▶ [WORK TO BE COMPLETED] Keep each line of the material that includes "Highlight", and leave out the rest.
Segment Start: RAW DATA
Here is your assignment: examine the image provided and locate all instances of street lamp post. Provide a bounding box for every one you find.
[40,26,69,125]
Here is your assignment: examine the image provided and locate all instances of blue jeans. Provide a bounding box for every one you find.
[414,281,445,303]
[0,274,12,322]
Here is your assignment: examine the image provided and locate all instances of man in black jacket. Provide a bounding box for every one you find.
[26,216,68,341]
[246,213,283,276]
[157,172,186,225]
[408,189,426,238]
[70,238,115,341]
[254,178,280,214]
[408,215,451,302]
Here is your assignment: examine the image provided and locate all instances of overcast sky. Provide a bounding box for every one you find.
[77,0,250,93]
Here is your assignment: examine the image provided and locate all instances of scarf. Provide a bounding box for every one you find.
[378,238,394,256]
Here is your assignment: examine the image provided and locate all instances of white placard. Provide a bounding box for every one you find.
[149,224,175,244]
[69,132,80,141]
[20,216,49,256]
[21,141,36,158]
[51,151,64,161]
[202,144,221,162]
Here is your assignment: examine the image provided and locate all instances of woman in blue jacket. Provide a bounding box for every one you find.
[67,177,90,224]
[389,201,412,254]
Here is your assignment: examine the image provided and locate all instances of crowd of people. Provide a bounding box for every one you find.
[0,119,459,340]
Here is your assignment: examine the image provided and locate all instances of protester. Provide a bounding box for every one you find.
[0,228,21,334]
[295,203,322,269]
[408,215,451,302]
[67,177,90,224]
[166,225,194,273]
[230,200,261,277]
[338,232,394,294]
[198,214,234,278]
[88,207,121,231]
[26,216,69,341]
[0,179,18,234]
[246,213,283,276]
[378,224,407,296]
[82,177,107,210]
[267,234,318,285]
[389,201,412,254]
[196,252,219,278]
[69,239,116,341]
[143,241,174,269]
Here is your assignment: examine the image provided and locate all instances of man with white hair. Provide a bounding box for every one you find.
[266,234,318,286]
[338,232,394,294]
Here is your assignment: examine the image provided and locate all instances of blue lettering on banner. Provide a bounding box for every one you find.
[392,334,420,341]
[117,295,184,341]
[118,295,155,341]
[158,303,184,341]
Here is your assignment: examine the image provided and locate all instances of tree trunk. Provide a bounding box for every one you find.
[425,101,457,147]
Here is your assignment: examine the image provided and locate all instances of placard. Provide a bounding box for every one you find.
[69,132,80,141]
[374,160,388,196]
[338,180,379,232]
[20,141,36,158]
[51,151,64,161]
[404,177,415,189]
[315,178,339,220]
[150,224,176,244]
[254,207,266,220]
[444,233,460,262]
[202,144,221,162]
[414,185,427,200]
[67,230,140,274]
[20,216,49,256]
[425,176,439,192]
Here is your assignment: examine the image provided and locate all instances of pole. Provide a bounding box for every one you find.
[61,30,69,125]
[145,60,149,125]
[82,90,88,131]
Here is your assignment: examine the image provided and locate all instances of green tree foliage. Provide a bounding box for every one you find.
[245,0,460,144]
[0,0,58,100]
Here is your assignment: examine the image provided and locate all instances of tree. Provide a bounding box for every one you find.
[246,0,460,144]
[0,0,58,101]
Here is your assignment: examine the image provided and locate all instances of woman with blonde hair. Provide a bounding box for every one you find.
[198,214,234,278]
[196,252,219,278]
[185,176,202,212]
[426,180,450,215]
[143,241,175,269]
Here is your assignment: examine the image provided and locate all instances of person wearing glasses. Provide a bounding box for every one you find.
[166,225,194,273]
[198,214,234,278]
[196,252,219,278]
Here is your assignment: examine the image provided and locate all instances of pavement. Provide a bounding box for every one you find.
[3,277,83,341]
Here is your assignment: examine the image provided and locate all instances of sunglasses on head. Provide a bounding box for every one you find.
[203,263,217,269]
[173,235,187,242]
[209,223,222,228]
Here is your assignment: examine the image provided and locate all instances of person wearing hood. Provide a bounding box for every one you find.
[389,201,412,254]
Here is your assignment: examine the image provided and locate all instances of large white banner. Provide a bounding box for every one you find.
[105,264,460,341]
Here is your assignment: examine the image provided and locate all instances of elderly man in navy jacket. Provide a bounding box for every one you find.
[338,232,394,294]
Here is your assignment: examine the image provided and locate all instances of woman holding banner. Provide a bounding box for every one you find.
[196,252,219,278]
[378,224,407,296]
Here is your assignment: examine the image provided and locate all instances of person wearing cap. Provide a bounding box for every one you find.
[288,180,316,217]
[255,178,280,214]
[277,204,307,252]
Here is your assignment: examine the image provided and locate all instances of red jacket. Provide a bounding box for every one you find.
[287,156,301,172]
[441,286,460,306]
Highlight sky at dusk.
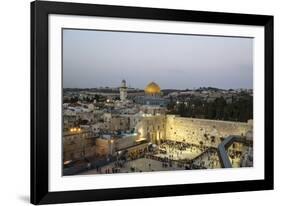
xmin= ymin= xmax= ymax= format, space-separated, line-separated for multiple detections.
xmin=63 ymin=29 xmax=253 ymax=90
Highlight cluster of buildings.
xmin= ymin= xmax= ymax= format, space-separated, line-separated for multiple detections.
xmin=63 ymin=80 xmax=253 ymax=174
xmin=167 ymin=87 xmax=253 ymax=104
Segment End: RAW DATA
Segment Start: RAW DATA
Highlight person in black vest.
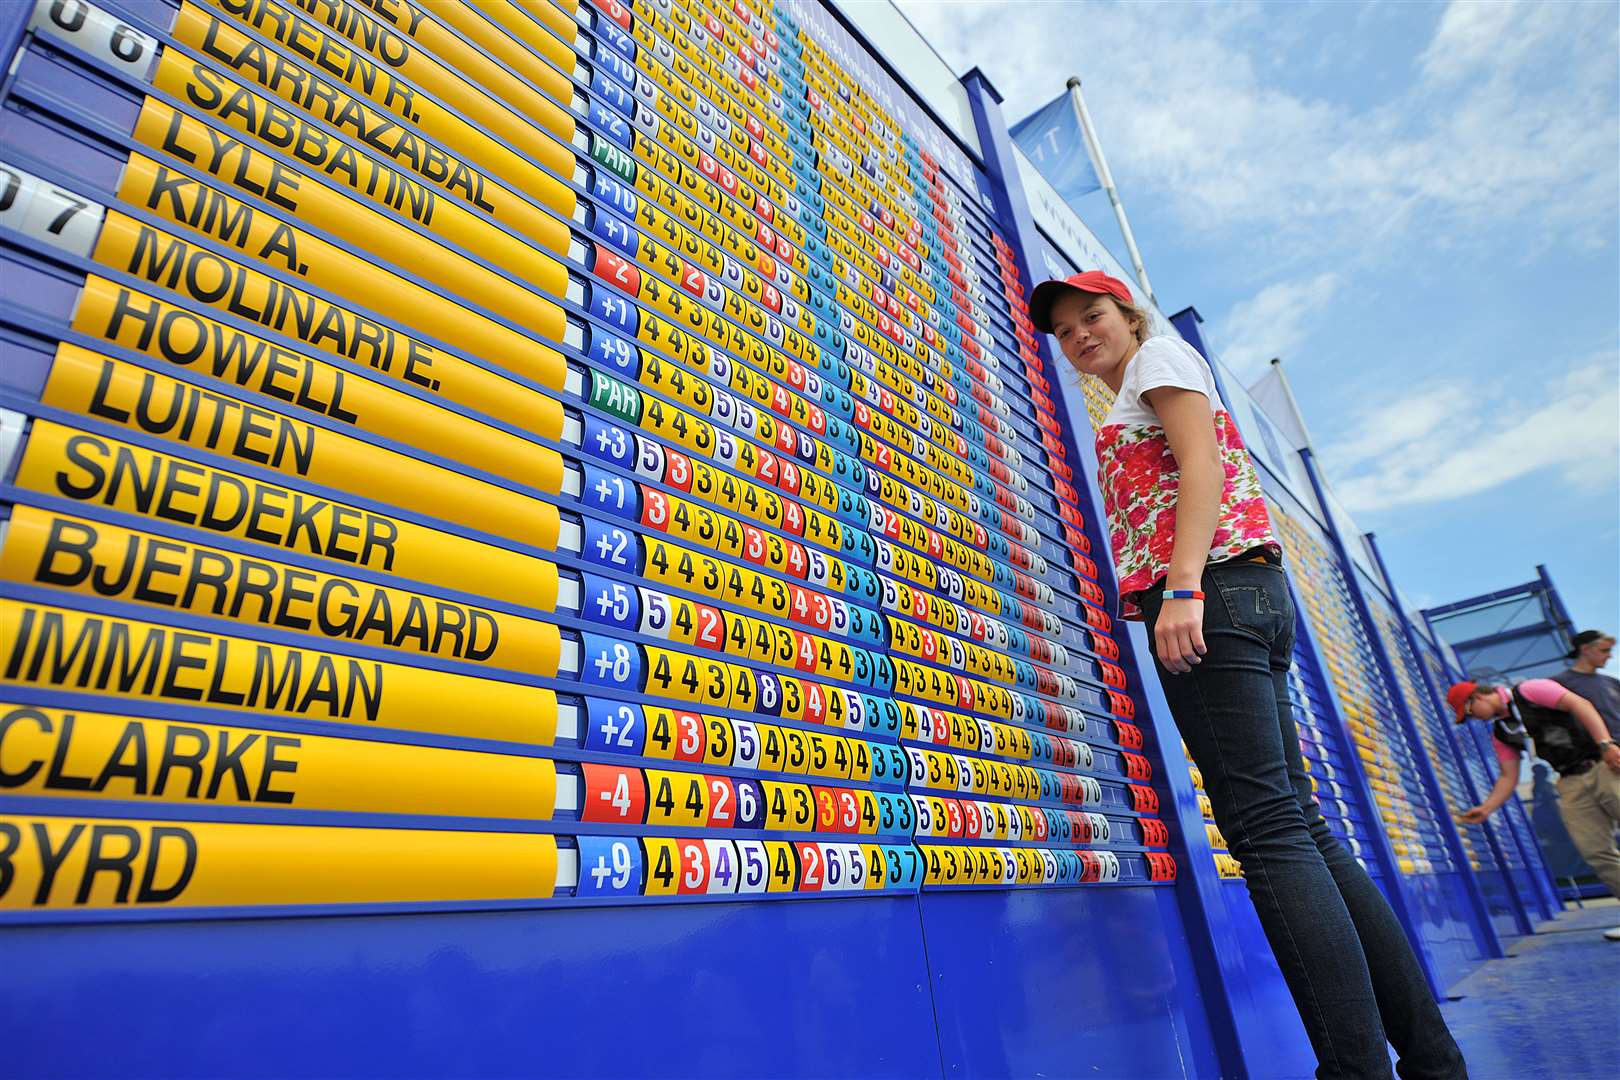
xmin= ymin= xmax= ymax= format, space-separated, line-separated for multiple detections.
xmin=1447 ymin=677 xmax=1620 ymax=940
Segment End: RAW DATA
▶ [WRITTEN ANSWER]
Highlight sky at dusk.
Highlight cluster of buildings.
Highlight person in black vest.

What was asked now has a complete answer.